Bob Adams is an Analog Devices fellow. He is known for his contributions to the invention of log-domain filters, the design of the first monolithic asynchronous sample-rate converters for digital audio, and the development of groundbreaking multi-bit sigma-delta converters. Yet he began as “one of those kids who from the earliest age was fiddling with electronics,” he said.
“The 1960s were the era of Heathkits, ham radio, and the space program. I was taking apart and fixing TVs and radios from an early age, and I wandered into ham radio in the sixth grade or so,” Adams said.
“So when it came time to go to college in 1972, I didn’t have to think very hard about what I was going to do. I arrived at Tufts University with a fairly good hobbyist background in the electronics of the day. Back then, Tufts had a pretty heavy lab component to the EE classes, and I liked that. I remember I got particularly excited about digital filters. That was pretty early days for them.”
Adams acknowledges that he got off to a shaky start with some of the more analytical aspects of electronic engineering, but by tackling them on his own time, he got a firm grasp on them.
“I have to admit that all that stuff about differential equations and LaPlace transforms didn’t jell for me until I left school and started to use it,” he said. “I guess I was dissatisfied that I was using this math that I didn’t really understand. So I went back to it and closed the loop, got my fundamentals more in order.”
The Real World
His engineering career has always had a focus on professional audio, perhaps because of another interest—he’s a talented amateur saxophone player.
“When I first got out of school, I worked for a small audio company called ADS. It made speakers and automotive hi-fi systems. I only worked for them for about a year before I went to a company called DBX, an early competitor to Dolby,” Adams said.
“They made noise-reduction systems and a lot of analog processing gear, largely based on novel log/antilog-based voltage-controlled amplifiers and RMS detectors. So, I got a good dose of analog signal processing,” he said.

────────────────────────────────────────

→ STATED EXERCISE 1
Copy the records line for line, everything from the start of the records down through the line containing "94 L 30 100".

Stored entries
────────────────────────────────────────

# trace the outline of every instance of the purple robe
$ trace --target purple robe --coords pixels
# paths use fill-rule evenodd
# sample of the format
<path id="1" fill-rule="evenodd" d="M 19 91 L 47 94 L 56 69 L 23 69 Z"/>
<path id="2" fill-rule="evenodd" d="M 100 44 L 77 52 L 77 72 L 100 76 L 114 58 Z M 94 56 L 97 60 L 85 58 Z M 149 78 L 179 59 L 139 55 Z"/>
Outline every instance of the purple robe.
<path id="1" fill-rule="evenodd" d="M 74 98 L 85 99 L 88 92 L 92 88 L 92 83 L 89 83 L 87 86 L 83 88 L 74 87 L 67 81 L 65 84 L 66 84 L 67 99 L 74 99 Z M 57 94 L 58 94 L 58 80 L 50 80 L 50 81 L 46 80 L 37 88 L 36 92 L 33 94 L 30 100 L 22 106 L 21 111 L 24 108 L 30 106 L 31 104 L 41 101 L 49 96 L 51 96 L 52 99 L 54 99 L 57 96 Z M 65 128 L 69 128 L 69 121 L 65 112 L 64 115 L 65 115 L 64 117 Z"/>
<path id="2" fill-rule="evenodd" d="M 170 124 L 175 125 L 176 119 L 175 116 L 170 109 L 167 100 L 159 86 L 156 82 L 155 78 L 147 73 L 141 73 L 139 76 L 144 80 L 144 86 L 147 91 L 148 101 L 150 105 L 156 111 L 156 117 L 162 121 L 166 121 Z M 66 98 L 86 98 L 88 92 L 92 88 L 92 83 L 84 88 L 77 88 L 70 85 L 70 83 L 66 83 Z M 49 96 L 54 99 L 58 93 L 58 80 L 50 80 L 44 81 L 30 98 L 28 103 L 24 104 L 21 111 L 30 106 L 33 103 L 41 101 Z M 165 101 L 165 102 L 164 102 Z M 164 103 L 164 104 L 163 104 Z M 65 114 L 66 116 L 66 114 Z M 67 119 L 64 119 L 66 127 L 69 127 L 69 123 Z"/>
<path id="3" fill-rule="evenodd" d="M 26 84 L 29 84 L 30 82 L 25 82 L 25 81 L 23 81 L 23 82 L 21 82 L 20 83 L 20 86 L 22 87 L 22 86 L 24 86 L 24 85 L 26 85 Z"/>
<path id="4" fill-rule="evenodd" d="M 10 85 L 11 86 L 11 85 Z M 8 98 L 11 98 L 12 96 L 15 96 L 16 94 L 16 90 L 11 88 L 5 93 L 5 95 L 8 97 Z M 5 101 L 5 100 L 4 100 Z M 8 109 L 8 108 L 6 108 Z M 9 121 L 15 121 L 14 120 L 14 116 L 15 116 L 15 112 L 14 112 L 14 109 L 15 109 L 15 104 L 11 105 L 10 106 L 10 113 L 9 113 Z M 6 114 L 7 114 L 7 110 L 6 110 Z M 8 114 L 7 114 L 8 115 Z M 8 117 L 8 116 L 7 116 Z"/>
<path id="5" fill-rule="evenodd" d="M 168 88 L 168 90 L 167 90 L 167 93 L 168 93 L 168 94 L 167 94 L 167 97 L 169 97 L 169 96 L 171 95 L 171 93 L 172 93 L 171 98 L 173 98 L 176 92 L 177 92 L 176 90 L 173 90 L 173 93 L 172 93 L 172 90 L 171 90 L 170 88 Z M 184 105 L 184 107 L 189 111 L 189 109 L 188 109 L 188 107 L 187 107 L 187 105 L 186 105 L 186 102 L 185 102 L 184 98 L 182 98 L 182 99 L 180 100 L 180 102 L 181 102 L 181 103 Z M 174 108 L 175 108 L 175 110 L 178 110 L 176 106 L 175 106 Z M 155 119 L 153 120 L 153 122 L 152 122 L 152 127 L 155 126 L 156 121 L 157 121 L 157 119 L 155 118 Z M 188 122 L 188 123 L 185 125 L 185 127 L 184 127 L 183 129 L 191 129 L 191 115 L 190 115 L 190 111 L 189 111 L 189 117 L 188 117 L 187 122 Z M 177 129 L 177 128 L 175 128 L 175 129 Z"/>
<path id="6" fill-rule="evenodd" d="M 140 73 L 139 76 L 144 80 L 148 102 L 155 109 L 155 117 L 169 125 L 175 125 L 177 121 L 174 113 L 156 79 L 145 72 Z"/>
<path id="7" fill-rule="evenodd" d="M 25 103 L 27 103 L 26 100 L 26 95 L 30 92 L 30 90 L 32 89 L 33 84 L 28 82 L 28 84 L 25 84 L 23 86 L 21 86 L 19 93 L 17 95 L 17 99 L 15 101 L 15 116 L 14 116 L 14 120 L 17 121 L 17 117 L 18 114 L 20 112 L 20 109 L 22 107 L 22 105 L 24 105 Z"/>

────────────────────────────────────────

→ STATED EXERCISE 2
Carry on the profile of Bob Adams from the point where it stops.

→ TASK OUTPUT 1
# trace the outline of every instance of the purple robe
$ trace --target purple robe --coords pixels
# paths use fill-rule evenodd
# sample of the format
<path id="1" fill-rule="evenodd" d="M 19 91 L 47 94 L 56 69 L 23 69 Z"/>
<path id="2" fill-rule="evenodd" d="M 100 44 L 77 52 L 77 72 L 100 76 L 114 58 Z M 94 56 L 97 60 L 85 58 Z M 149 78 L 179 59 L 139 55 Z"/>
Outline every instance of the purple robe.
<path id="1" fill-rule="evenodd" d="M 74 98 L 85 99 L 88 92 L 92 88 L 92 83 L 89 83 L 87 86 L 83 88 L 74 87 L 67 81 L 65 84 L 66 84 L 67 99 L 74 99 Z M 57 94 L 58 94 L 58 80 L 50 80 L 50 81 L 46 80 L 37 88 L 36 92 L 33 94 L 30 100 L 22 106 L 21 111 L 24 108 L 30 106 L 31 104 L 41 101 L 49 96 L 51 96 L 52 99 L 54 99 L 57 96 Z M 65 128 L 69 128 L 69 121 L 65 112 L 64 115 L 65 115 L 64 117 Z"/>

→ TASK OUTPUT 2
“One of the early things that fired up my imagination—when I arrived, they were designing RMS detectors using this funny little diode circuit that no one really understood. It just seemed to work. I tackled that from a mathematical point of view and ultimately realized that it was actually a linear filter operating in the log domain,” he said.
“That was one of the earliest things that I got really excited about. I presented a paper about the technology at the AES conference, but the concept lay dormant for 15 years until it was rediscovered in the nineties, and log-domain filters became a hot topic with hundreds and hundreds of papers.”
But that wasn’t sigma-delta. Sigma-delta analog-to-digital technology was known, thanks to Bell Labs, and its use in telecommunications. But it wasn’t ready for high-end audio.
“As audio started to drift into the digital world,” Adams said, “the state of a-to-d and d-to-a conversion was pretty primitive. You could buy these big hybrid bricks from several companies, including Analog Devices, for 40 or 50 dollars each. They’d be manually laser trimmed to maybe a 16-bit level if you were lucky.”
Those were the converters used in some of the earliest digital recorders for audio professionals. At that time, he became interested in the whole topic of oversampled sigma-delta modulation.
“They were used extensively in telecom applications, but no one had ever tried to extend that technology to the professional audio level. I got pretty excited about trying to do that at DBX. I designed a digital recorder based on companded delta modulation and that product was sold into the studio market,” he said.
“That was back in the days when the only other digital recorder was one from Sony. It was a box that converted digital audio into a video signal and then recorded that signal on a video recorder. So I did a 1-bit sigma-delta version of that. It was moderately successful, though not necessarily high-volume. Then I tried to make a more general a-to-d converter based on the same concept with the addition of a decimation filter.”
Semiconductor Strategizing
That was where Adams began his education in semiconductor design and manufacturing.
“Because DBX did not have an integration capability, we teamed up with NEC in Japan. I went over there for sometimes weeks at a time and worked alongside their VLSI guys. I did the system-level design and the decimator design and they did most of the circuit-level analog work,” he said.
“That led to a chip set offered by both companies and we presented a paper at ISSCC about what was probably the first audio converter with greater than 16-bit resolution.”
Not that Adams was the only person thinking about sigma-delta in those days.
“I didn’t know it at the time, but the folks at Crystal Semiconductor were working at the same pace, and we came out with products at roughly the same time,” he said.
“The main guy behind their early converters was Dave Welland, who had also worked at DBX. Later, he came to Analog Devices and we worked together again. Then he went off to become one of the founders of Silicon Labs. Also, back in the early days, you’d have to say that Philips Research did a lot of groundbreaking work.”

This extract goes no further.